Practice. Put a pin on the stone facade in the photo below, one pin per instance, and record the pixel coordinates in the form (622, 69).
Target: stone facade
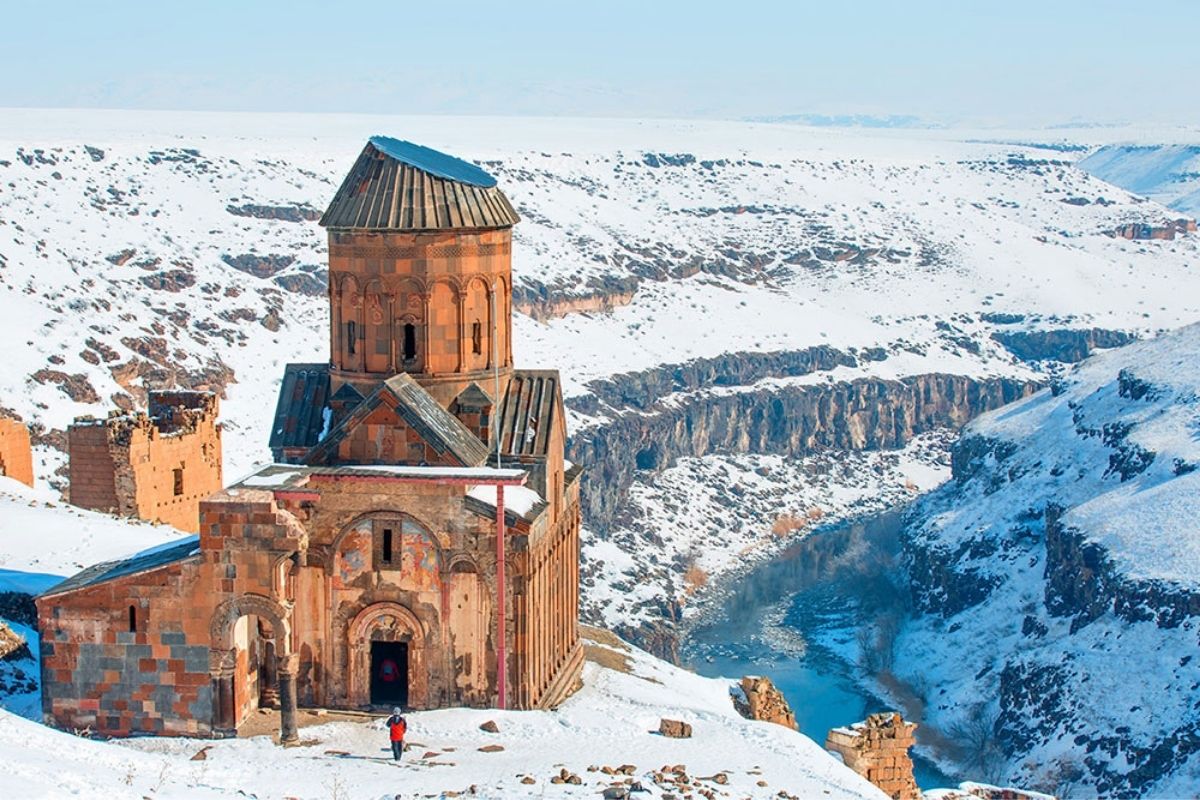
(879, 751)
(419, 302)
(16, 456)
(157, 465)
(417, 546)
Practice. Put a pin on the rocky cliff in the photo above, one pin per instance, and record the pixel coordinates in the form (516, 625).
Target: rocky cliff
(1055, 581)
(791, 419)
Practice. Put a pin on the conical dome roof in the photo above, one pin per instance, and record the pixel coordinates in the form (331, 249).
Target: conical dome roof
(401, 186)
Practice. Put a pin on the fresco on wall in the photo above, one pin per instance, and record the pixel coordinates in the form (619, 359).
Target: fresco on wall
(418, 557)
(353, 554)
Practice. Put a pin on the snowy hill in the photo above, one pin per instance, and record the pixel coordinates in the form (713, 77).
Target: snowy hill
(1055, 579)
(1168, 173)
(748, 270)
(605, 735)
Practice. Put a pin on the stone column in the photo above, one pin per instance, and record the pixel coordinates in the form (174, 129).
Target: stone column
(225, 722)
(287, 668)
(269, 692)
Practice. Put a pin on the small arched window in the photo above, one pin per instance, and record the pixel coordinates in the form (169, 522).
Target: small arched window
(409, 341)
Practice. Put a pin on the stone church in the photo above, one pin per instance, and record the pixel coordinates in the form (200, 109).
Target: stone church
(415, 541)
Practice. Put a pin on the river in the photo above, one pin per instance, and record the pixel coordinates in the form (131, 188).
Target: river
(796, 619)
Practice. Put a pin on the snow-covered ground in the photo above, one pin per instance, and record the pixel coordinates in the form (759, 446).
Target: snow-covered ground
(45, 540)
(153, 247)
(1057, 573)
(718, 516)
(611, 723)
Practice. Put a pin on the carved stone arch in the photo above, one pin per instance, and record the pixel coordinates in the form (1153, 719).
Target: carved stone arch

· · · · ·

### TASK DETAILS
Please transcribe the material above exactly as written. Leave the pictures out.

### FINISHED TASK
Practice. Put a pin on the stone facade in the photo below, one pin per instance, and record the pixel coordinates in the form (622, 69).
Target: stone facade
(879, 751)
(419, 302)
(16, 456)
(157, 465)
(417, 546)
Practice. Put a pin on the rocky cliff in the photo above, one pin per instance, and record the pixel coordinates in the form (516, 625).
Target: rocky cliff
(1055, 581)
(791, 419)
Practice. Put a pin on the conical dome roof in the photo above, one pin per instance, and record the pixel coordinates in the form (331, 249).
Target: conical dome roof
(401, 186)
Practice. Put a pin on the fresco on wall in the photo above, one pin per instance, and record the pixel coordinates in the form (619, 359).
Target: fresco on wall
(418, 557)
(353, 554)
Practice. Put a pin on the snowy hill in the photo above, one pin per instance, and record the pixel coordinates in the form (713, 77).
Target: snowy hill
(1055, 579)
(1168, 173)
(748, 270)
(605, 735)
Practice. Put a pin on the stone column in the photo above, one pin per instance, and record the pixel coordinates in the form (174, 129).
Target: stone column
(225, 722)
(287, 668)
(269, 692)
Practice. Put a pin on the small arched window in the photo above, one pin per instance, and record the pixel coordinates in the form (169, 522).
Target: small arched window
(409, 341)
Practice. Put a pin on the stone church in the photo above, one pin per instance, and record the pixel coordinates in the form (200, 109).
Target: stone church
(415, 541)
Practice. Put a pin on the river in the photo above, one pin per instance, and record the pixel coordinates in the form (131, 188).
Target: river
(796, 619)
Practice. Put a pin on the snow-covered ground in the photo above, one pin per instance, and record the pixel coordinates in the form (759, 446).
Target: snow-covered ground
(45, 540)
(153, 247)
(1057, 573)
(718, 516)
(611, 723)
Practice. Put a pin on the carved stone arch in the photo above, one pin per instance, and record the pixel coordinates in the form (1153, 719).
Target: carved stone arch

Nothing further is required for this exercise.